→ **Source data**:
============================================================
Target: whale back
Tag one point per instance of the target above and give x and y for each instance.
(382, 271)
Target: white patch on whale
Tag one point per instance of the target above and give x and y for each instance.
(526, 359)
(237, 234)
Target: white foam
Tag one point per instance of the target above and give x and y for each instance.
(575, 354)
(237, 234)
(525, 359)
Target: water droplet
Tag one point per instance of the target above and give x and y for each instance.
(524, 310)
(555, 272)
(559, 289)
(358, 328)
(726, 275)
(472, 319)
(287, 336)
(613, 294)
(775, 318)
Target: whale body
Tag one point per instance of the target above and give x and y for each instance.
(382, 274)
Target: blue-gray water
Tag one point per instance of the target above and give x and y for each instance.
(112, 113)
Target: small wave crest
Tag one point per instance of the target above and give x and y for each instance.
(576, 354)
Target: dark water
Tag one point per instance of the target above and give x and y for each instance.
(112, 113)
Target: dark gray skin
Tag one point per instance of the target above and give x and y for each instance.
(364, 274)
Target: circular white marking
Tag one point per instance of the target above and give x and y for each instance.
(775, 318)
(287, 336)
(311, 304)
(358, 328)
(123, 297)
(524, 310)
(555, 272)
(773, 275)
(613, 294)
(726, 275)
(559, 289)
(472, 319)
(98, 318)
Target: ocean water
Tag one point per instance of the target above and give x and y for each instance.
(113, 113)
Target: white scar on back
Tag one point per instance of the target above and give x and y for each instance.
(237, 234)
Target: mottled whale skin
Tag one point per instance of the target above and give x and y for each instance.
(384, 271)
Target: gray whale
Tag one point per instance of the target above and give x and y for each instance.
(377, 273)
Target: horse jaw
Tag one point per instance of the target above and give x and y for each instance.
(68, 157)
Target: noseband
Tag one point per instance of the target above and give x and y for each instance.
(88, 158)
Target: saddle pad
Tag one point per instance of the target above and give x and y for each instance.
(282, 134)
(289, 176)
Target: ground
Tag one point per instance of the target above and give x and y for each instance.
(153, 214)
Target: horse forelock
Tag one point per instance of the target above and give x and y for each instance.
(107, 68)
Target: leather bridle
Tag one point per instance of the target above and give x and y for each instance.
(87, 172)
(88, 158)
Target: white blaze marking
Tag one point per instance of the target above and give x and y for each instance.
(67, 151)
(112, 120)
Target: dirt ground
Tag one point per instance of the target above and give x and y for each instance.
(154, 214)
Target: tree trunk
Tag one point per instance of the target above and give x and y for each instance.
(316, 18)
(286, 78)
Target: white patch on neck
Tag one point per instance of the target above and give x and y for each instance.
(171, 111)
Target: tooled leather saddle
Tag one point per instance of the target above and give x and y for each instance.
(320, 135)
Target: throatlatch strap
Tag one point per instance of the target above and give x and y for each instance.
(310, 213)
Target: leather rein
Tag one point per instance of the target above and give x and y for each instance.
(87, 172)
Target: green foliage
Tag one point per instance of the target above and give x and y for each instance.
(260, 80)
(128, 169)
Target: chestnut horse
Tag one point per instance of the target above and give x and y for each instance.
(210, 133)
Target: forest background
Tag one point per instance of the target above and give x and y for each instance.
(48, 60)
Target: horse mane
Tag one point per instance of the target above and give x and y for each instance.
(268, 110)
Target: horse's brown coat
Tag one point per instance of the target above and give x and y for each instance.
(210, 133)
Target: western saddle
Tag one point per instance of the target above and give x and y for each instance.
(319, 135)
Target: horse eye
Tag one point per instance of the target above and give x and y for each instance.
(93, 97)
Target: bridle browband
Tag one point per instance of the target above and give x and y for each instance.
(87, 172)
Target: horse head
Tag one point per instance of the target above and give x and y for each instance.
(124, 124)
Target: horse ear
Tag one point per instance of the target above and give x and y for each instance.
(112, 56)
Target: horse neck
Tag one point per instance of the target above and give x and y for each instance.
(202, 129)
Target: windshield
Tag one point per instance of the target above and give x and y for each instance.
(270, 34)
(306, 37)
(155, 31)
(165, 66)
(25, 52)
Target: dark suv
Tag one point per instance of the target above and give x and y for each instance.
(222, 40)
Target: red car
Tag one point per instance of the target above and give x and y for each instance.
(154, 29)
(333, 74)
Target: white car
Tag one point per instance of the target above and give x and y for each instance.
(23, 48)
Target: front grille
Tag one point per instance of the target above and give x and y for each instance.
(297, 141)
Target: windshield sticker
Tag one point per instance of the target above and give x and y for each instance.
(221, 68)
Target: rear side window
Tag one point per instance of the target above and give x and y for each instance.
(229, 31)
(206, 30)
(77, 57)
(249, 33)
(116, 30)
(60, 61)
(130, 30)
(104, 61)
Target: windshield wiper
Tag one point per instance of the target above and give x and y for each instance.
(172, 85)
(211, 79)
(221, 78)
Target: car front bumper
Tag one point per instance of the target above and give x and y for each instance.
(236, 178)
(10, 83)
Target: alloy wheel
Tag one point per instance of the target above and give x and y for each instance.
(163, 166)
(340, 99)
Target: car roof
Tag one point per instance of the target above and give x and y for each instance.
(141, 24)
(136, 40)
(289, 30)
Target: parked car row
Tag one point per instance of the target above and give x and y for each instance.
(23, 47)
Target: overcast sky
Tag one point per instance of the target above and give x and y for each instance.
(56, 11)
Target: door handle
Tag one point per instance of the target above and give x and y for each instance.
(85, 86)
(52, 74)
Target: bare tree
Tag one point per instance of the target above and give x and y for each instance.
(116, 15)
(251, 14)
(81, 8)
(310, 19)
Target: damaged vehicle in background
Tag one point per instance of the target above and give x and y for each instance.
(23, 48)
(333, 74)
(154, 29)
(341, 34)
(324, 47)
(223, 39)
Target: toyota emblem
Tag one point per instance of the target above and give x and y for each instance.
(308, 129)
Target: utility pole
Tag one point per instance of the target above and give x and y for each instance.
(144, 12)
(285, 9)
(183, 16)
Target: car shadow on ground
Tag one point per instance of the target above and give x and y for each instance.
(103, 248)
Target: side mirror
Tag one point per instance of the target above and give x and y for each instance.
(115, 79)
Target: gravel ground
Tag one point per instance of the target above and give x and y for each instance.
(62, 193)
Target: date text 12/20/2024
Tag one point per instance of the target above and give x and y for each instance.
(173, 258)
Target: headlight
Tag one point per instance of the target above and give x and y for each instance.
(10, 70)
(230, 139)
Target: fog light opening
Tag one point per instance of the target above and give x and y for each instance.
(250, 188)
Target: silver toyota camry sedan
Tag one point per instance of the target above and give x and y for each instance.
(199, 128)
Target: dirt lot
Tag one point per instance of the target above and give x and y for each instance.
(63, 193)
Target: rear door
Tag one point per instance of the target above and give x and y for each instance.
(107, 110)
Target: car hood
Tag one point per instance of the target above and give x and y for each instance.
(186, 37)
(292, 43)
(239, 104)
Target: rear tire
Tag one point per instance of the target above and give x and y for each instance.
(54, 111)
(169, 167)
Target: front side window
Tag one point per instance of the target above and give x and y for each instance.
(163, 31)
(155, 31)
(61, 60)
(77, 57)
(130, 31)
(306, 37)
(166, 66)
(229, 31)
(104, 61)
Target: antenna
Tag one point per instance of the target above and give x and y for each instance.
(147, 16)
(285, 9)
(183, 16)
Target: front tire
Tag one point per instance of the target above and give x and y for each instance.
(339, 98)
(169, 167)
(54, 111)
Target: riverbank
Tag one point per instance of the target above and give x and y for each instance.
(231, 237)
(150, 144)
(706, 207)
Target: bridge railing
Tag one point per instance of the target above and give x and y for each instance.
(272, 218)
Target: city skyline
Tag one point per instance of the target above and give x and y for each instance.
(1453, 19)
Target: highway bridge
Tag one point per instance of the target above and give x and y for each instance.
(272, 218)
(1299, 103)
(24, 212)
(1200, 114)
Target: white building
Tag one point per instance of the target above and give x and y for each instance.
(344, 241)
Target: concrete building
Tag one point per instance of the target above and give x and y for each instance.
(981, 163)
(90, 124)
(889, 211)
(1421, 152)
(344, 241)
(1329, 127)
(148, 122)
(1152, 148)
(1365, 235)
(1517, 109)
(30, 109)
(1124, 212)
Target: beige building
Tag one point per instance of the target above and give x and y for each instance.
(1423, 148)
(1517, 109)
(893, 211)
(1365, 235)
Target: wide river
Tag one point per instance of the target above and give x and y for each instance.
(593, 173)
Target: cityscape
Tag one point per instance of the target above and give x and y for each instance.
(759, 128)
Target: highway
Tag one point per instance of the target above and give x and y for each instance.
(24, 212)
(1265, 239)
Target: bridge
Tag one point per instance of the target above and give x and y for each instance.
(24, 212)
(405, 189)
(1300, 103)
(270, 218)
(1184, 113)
============================================================
→ **Set problem**:
Rewrite the stretch from the line containing "Target: riverbank" through the end of the records, putting "cement building" wherever "concrete building" appears and leaving everything else unchanged.

→ **Worked answer**:
Target: riverbank
Tag one point per instance of the target above and give x and y for each instance.
(231, 237)
(150, 144)
(706, 207)
Target: bridge railing
Tag one point per instance of the target above and give x and y for each instance.
(272, 218)
Target: city skyline
Tag one point per instance of the target above and give x and y for each instance.
(1453, 19)
Target: highway bridge
Tag one point per instance of the target above and give x and y for each instance.
(272, 218)
(1299, 103)
(24, 212)
(1200, 114)
Target: white building
Tag one point per instance of the target above and give x and y for each instance.
(344, 241)
Target: cement building
Tag one point per instance of the target above and give x and y for each instance.
(981, 163)
(90, 124)
(889, 211)
(1421, 152)
(344, 241)
(1329, 127)
(148, 122)
(1152, 148)
(1365, 235)
(1517, 109)
(30, 109)
(1124, 212)
Target: beige building
Tag one point per instance of the target above and give x and y for each instance.
(1423, 148)
(1517, 109)
(893, 211)
(1365, 235)
Target: wide river
Tag one point per instance of the target above and give x and y for each instance.
(593, 173)
Target: cityscape
Tag one point per instance of the target above and give x and y for each instance.
(759, 128)
Target: highway
Tag one point per instance of the target above and give x and y for each instance.
(24, 212)
(1265, 239)
Target: bridge
Tag one point per instance of the target above and give x and y for each instance.
(24, 212)
(405, 189)
(1300, 103)
(270, 218)
(1184, 113)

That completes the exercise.